» DESCRIPTION OF THE TASK: Reproduce every line of the records from the line holding "Locate the scale" through the end of the records, inclusive, with the requests kept as they are. In each answer, scale every x and y coordinate by 0.9 and round to the nearest whole number, with halves rounded up.

## start SUPPLIED ENTRIES

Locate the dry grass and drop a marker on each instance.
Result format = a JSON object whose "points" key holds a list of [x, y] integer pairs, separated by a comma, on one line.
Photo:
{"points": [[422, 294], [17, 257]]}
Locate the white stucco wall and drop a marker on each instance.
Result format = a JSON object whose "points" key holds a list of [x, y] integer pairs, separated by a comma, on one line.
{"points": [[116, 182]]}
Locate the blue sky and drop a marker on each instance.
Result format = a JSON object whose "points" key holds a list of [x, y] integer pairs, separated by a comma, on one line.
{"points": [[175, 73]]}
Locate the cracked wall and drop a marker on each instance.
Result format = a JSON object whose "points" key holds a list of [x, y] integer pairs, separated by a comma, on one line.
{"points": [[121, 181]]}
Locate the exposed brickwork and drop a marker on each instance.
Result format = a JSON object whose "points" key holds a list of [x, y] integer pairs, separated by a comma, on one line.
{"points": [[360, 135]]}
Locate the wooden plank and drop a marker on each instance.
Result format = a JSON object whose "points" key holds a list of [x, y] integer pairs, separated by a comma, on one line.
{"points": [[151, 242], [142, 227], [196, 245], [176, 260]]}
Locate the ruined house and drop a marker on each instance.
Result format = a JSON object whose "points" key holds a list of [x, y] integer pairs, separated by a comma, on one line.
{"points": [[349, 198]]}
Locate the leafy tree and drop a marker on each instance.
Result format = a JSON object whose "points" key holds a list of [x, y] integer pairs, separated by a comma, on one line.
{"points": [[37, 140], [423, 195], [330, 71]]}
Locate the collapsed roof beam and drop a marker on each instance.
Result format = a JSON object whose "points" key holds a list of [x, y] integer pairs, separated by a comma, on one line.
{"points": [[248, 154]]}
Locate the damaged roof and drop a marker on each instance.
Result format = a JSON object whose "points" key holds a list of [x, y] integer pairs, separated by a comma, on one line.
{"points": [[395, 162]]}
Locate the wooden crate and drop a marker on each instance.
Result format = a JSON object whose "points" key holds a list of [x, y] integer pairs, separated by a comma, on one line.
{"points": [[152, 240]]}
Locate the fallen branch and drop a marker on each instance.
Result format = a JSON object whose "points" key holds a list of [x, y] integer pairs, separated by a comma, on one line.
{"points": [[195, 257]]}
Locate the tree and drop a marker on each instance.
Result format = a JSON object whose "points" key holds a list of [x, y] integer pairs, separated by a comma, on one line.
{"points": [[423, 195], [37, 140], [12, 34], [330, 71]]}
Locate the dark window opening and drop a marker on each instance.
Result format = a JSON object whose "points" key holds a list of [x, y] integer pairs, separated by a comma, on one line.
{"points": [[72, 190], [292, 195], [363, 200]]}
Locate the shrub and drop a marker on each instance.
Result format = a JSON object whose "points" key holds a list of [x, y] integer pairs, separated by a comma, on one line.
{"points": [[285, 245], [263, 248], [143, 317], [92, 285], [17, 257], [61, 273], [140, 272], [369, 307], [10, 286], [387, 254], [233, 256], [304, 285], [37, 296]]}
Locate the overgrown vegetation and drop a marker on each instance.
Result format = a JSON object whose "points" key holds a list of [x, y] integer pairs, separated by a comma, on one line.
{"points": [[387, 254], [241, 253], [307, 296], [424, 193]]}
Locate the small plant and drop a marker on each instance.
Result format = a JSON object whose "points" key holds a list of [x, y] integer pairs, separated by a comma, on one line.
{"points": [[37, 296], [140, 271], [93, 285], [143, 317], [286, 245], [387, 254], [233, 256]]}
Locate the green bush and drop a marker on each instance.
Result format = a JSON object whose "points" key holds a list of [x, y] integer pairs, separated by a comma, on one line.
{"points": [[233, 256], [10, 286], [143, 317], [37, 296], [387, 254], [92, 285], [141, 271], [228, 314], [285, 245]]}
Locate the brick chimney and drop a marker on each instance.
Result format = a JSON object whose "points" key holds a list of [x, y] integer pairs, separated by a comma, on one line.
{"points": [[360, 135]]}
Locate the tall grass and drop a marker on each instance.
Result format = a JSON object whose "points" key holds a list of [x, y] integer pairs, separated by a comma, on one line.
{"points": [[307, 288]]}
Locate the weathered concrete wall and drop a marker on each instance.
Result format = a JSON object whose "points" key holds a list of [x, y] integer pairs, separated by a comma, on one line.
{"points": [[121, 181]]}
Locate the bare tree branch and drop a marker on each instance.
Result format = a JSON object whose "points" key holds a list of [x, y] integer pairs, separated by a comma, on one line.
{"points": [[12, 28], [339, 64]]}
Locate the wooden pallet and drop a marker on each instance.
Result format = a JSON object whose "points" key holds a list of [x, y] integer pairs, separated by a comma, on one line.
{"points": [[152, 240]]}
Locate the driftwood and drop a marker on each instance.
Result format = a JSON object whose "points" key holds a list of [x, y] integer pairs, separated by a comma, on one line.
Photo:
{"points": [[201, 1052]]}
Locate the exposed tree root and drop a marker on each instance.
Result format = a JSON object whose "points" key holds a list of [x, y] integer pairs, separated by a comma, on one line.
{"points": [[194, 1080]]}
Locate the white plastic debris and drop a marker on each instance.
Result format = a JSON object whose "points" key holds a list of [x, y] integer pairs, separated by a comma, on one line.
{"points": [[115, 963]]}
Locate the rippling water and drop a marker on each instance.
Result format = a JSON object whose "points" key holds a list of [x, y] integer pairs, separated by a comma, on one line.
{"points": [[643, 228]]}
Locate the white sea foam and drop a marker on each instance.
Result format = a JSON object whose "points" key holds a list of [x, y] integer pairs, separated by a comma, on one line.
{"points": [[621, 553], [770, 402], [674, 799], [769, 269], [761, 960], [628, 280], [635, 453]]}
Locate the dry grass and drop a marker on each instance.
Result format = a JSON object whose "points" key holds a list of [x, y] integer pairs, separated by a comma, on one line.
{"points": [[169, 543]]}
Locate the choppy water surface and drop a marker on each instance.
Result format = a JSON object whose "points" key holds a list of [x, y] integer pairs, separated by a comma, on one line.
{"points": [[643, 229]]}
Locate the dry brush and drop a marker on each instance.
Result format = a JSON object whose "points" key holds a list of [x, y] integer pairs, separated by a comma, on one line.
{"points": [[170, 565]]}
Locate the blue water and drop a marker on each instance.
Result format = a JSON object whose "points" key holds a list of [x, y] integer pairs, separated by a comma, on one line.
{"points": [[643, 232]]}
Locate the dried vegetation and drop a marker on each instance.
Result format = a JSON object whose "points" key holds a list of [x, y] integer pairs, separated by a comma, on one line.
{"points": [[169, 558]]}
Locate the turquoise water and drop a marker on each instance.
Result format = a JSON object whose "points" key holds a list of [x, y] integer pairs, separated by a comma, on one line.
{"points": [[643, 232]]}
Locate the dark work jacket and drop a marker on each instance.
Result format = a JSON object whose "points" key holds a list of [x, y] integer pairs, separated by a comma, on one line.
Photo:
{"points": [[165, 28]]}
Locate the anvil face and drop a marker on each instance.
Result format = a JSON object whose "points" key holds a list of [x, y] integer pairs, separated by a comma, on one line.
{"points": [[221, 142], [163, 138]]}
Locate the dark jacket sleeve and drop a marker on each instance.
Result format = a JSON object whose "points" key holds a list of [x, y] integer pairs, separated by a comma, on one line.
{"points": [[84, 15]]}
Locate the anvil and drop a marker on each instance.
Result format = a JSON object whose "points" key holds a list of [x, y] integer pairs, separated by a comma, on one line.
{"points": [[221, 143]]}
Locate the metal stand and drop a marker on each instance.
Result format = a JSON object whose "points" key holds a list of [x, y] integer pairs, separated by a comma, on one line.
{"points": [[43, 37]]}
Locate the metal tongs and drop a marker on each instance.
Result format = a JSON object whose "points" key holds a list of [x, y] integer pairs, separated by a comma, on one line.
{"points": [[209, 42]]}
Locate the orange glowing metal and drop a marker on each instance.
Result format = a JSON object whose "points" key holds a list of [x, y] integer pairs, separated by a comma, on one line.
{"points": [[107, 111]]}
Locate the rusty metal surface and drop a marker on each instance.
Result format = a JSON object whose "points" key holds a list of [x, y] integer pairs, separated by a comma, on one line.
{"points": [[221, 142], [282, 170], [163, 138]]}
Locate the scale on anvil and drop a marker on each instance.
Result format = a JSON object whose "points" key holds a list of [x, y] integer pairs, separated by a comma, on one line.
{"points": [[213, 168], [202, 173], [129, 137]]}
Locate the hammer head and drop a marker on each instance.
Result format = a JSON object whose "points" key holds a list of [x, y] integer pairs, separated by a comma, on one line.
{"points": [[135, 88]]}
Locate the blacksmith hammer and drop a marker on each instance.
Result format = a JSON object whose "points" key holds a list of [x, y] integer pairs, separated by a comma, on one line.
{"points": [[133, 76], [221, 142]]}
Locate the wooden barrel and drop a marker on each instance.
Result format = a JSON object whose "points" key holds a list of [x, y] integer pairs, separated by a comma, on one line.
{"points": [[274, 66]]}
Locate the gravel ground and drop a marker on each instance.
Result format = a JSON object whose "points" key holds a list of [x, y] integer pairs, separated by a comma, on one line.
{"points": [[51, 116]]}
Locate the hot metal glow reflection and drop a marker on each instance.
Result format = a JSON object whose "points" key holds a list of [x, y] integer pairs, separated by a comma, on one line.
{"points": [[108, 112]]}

## end SUPPLIED ENTRIES

» RESULT FOR THIS TASK:
Locate the scale on anvil and drop a marker on each instance.
Result format = a JSON object whose "points" key holds a list of [x, y] integer pairs, separated by a comma, on one line.
{"points": [[192, 151], [182, 156], [116, 123]]}
Locate the hammer head and drop a marker on each instance.
Result format = a JSON object whose "points" key holds a list of [x, y] integer pairs, separated by a comma, on one line.
{"points": [[122, 79]]}
Locate the blacksmith hammer and drop a marker on each instance.
Result format = a JSON object whose "points" key holds a list of [x, y] integer pairs, separated by a comma, on one line.
{"points": [[120, 68], [199, 128]]}
Locate the wooden barrel and drop a marker on each instance.
Result format = a JSON object whose "points" key holds a list of [x, y] integer pairs, separated by a comma, on one line.
{"points": [[247, 59]]}
Locate the gravel ground and drop a marker on each instance.
Result format = a JSON object whose "points" key holds a list of [x, y] integer pairs, separated by a comma, on one line.
{"points": [[46, 104]]}
Locate the hot metal glow reflection and drop a marker on each instance.
Result format = a JSON object whose "points" key holds a list of [x, y] integer pairs, separated by a comma, on one line.
{"points": [[97, 101]]}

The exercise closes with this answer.